-- Begin DATASET RECORDS --

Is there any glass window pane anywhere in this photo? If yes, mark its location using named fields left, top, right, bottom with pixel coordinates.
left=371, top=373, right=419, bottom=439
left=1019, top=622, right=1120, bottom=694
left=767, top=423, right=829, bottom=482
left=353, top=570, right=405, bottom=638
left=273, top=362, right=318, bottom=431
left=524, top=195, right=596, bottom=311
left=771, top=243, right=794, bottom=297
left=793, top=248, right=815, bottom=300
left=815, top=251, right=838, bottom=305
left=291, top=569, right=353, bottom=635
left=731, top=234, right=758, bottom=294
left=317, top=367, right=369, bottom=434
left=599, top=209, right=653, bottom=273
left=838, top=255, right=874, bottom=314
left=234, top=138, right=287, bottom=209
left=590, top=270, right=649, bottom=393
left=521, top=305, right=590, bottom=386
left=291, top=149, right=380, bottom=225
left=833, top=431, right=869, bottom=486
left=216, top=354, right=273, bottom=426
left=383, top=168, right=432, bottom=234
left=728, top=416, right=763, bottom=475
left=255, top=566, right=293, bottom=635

-- End DATASET RECORDS --

Rewrite every line of the records above, including each request, with every pixel coordinate in the answers multiplied by 1.75 and rounded to the nearest whole number, halves rounding up.

Is there any glass window pane anywhere in this photo? If yes, mark its location using named fields left, top, right, bottom with pixel coordinates.
left=649, top=653, right=733, bottom=768
left=1783, top=1089, right=1960, bottom=1215
left=1342, top=740, right=1451, bottom=844
left=618, top=998, right=709, bottom=1117
left=478, top=634, right=557, bottom=754
left=917, top=341, right=1043, bottom=544
left=1349, top=425, right=1390, bottom=520
left=1388, top=434, right=1426, bottom=525
left=1426, top=439, right=1467, bottom=534
left=509, top=996, right=618, bottom=1111
left=1279, top=410, right=1327, bottom=515
left=555, top=642, right=646, bottom=760
left=1048, top=366, right=1143, bottom=478
left=1467, top=446, right=1530, bottom=550
left=410, top=242, right=502, bottom=366
left=1033, top=473, right=1136, bottom=688
left=912, top=534, right=1033, bottom=676
left=509, top=261, right=665, bottom=394
left=1458, top=754, right=1521, bottom=851
left=378, top=620, right=478, bottom=746
left=670, top=294, right=756, bottom=410
left=1274, top=728, right=1335, bottom=831
left=446, top=991, right=513, bottom=1111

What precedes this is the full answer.